- **EXERCISE DETAILS**:
Please write out every entry below, word for word.

- **DATA LISTING**:
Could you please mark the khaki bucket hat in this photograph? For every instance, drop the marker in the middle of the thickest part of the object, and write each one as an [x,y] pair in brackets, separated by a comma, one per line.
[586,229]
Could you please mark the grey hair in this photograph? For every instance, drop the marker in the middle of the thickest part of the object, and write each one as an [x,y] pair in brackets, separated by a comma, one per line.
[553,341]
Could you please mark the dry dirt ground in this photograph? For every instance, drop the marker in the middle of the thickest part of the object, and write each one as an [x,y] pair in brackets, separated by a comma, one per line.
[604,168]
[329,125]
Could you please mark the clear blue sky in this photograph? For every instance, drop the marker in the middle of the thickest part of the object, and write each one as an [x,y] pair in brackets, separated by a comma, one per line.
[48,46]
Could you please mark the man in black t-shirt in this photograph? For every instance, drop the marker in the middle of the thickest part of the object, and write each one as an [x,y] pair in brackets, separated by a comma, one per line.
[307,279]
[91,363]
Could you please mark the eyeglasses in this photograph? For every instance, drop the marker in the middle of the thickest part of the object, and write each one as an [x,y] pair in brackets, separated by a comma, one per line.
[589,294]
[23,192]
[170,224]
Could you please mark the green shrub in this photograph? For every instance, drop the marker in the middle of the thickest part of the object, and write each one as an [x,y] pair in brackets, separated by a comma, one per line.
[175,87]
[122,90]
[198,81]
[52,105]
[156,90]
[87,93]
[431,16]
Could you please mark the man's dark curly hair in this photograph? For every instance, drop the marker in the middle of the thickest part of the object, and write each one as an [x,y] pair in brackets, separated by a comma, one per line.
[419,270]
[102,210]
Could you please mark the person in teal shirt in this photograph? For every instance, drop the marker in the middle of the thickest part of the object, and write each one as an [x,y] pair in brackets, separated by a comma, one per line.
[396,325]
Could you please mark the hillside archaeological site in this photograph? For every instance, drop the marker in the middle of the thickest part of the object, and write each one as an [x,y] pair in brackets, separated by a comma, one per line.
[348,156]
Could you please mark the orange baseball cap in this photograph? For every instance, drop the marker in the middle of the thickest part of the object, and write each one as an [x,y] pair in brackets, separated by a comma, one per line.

- **YOUR SOLUTION**:
Could you please mark the khaki bucket hat in this photograph? For every instance, drop the marker in the middle of the thickest part of the object, and write each one as an [x,y] pair in brackets, separated by a comma, one per line.
[586,229]
Could you please mark the grey hair in this photograph? For every instance, drop the marker in the middle of the thickest part of the object, and write each one as an [x,y] pair in brackets, separated by a comma, one per line.
[553,341]
Could you please mark the dry dirt ground in this photograph? For every instance, drop the marker in the middle of the thickest part of the object, and write each one as an [x,y] pair in brackets, separated by a comma, one per line.
[604,168]
[329,125]
Could you please mark the clear blue sky in this photograph? For every instance, drop the marker in the middle of the thickest part of the object, and write each one as an [x,y] pair in brackets, separated by a comma, one per line.
[48,46]
Could you please mark the man in black t-shirt in this photograph? For every instance, drop the marker in the middle of the thickest part of the object, and write each one as an [x,y] pair in brackets, separated by a comma, one per line.
[307,279]
[91,363]
Could you please mark the eyeglasses in this photograph? For every instance, drop the marker in the middle of the thickest part of the object, and write each one as an [x,y] pair in brackets, separated by a comma, one per line.
[589,294]
[23,192]
[170,224]
Could you please mark the green shrub in this photograph? For every instance, drop the marker in the middle of the thickest part of the object, and write each one as an [x,y] pair in brackets, separated by a comma, one per line.
[175,87]
[122,90]
[198,81]
[52,105]
[156,90]
[87,93]
[431,16]
Could you please mark the man's dark curly hair in this photograph? For every instance, drop the marker in the middle of the thickest part of the object, and write each one as an [x,y] pair in brackets, separated by a comma, one per line.
[419,270]
[102,210]
Could you please mark the person in teal shirt in this photograph? For every instance, drop the marker in the middle of the thickest part of the object, and write each one as an [x,y] pair in brackets, separated by a comma, one per line.
[396,325]
Could you please mark the hillside archaeological site in this photograph? For every instance, drop the marker in the middle of the thickest part of the object, and write each one as an [x,y] pair in brackets, separated by a comma, one per line.
[348,156]
Could you please mark the orange baseball cap in this photograph? For every instance, drop the marker in the middle of the thickest part of the object, and write each one as an [x,y] pair in brackets, separated by a comma, one per line.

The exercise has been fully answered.